— start —

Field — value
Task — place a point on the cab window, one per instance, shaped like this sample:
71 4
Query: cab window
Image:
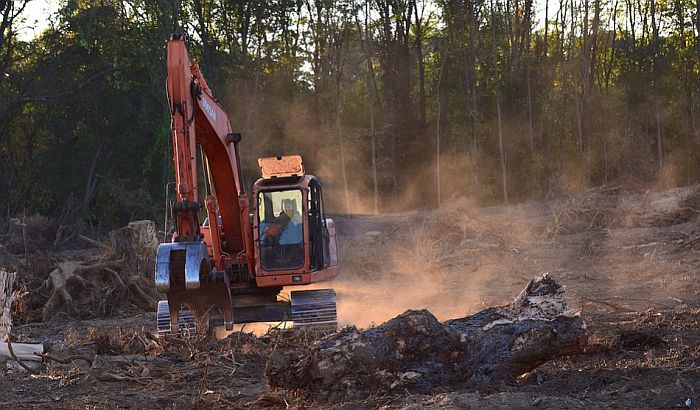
281 229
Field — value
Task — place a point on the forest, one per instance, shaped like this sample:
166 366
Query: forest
394 104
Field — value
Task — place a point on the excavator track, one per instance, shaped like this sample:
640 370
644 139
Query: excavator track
314 308
187 323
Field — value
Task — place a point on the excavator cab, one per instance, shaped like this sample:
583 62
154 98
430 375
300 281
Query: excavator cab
295 242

— end —

* _Directions_: Please rewrite the records above with "Query" changed to "Label" everywhere and nothing else altered. Leave out the pictures.

* _Result below_:
Field — value
Task — place a point on the cab window, one per instance, shaped like this sample:
71 4
Label: cab window
Image:
281 229
Field — value
Task — place a point on the forest, one per instance, shaped like this sample:
166 366
Label: forest
394 104
Field — value
Task — place a point on the excavator track, one per instance, shaped like this sample:
640 370
644 139
Label: excavator track
314 308
187 323
Field — value
Task — place a point on the excavator cab, one per instance, shaped like this sample:
583 62
154 98
430 375
300 281
Label: excavator cab
295 242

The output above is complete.